# [Stated goal 1]
Answer these questions about the Plaskett Award announcement:
(a) Where was the 134th Annual Assembly of the Royal Canadian Academy of Arts held?
(b) According to the jury, what do Trudel's surfaces remind one of?
(c) Which jury member gives two numbered reasons for the choice?

# [Source document]
#####
Julie Trudel is the winner of The 2013 Plaskett Award! This prize of 25,000, which is nicknamed “The Plaskett” is now in its tenth year! The award allows her to spend a year painting in Europe and Berlin in 2014. Currently she is in her studio in Montreal where she is creating a new body of work for a new solo show in January 2014 at Hugues Charbonneau Gallery. The prize was announced to audiences both at her home Université du Québec à Montréal by UQAM Art Gallery Director Louise Dery, and two days later at the 134th Annual Assembly of the Royal Canadian Academy of Arts (RCA), which was held at the Empress Hotel in Victoria in May, 2013.

After hours of deliberation and carefully reviewing the submissions Julie Trudel from UQAM (Montréal) was chosen as the winner. The Jury wrote that Trudel was chosen for her intense and innovative approach to abstraction in painting: “In her painting she investigates mechanical colour reproduction systems (e.g. CMYK) that she manually applies to variously shaped panels. This results in highly evocative and illusionistic surfaces that remind one of weavings or microscopic photography.”

Jury member Robert Youds continued: “In my opinion the finalist’s work stood out above the majority of the other candidates for what seemed to me to be solid reasons; 1) the recipients work has the appearance of extending abstract painting from a generalized vernacular into a form of specifics that involves not only the use of her own hand but perhaps speaks towards systems of reproduction in general (both mechanical and digital). I think this double-play affords the work something quite unique, and yet timely. 2) Her work owes a certain debt to earlier (particularly Quebec) abstraction – but is not held back, nor is simply mimicking past histories.”
#####
Image location labeling entries:

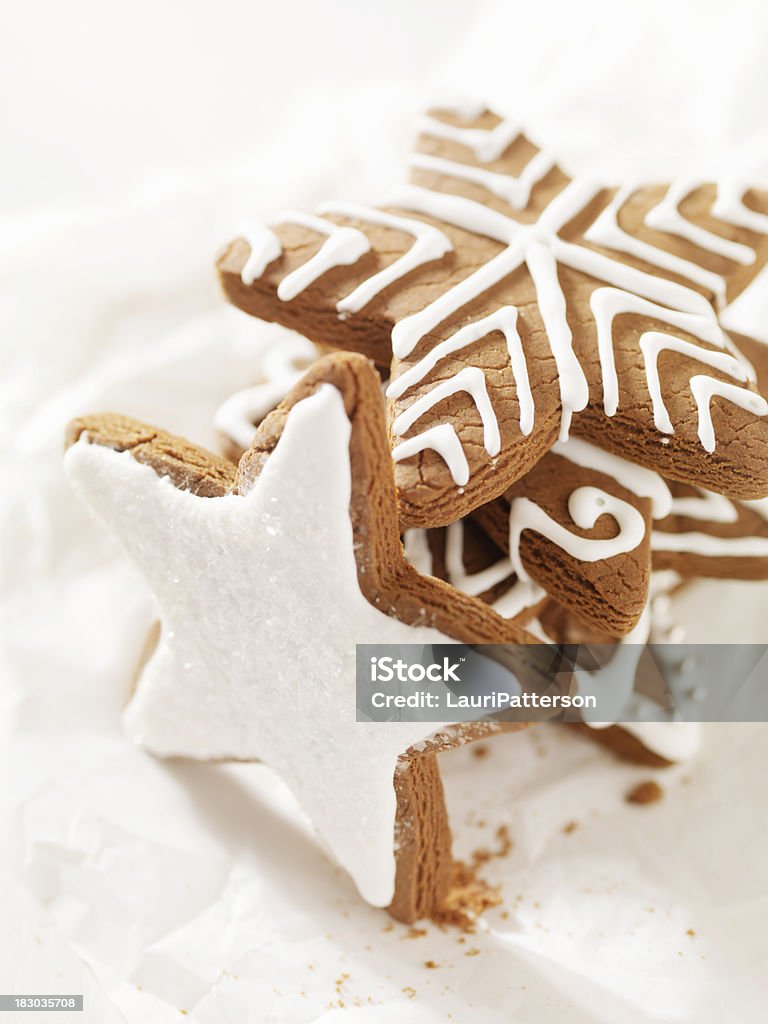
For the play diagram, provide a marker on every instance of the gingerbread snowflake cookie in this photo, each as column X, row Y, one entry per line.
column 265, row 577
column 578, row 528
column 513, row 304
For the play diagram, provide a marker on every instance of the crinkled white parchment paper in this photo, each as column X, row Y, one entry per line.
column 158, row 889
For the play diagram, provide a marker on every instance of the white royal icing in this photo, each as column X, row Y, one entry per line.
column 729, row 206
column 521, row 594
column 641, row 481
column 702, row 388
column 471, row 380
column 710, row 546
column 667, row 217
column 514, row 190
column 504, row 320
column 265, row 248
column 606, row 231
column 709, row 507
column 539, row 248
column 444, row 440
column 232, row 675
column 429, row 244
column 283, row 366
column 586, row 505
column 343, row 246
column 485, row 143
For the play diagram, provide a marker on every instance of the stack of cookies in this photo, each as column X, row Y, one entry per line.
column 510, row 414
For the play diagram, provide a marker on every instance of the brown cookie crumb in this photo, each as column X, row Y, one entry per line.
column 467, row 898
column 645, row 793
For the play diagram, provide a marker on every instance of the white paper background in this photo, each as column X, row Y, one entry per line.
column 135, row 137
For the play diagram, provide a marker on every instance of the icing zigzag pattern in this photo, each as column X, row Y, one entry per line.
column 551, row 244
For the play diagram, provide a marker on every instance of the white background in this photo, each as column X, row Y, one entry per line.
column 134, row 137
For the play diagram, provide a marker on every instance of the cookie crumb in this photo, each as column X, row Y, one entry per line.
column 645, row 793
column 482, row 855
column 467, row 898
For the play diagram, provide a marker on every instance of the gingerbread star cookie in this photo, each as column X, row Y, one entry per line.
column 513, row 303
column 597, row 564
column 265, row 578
#####
# [Stated goal 2]
Reproduce verbatim the stretch of the entries from the line containing "the white paper" through the end of the entries.

# [Final result 1]
(a) At the Empress Hotel in Victoria.
(b) Weavings or microscopic photography.
(c) Robert Youds.

# [Final result 2]
For the play diagram, provide a marker on every instance of the white paper background in this photo, each as column X, row Y, one entry per line.
column 135, row 137
For the play diagram, provide a marker on every instance of the icing zigzag pattern in this photo, each as column X, row Y, one entry per line.
column 551, row 244
For the play diagram, provide a marker on every instance of the white background in this photo, each as column X, row Y, one entry per line.
column 134, row 137
For the play diagram, provide a marker on every instance of the cookie crumb in this photo, each as column X, row Y, one entry per line.
column 645, row 793
column 482, row 855
column 467, row 898
For the play diagram, provide a marker on every instance of the gingerbread star cookie in this photo, each as column X, row Y, one entry per line.
column 513, row 303
column 597, row 564
column 265, row 578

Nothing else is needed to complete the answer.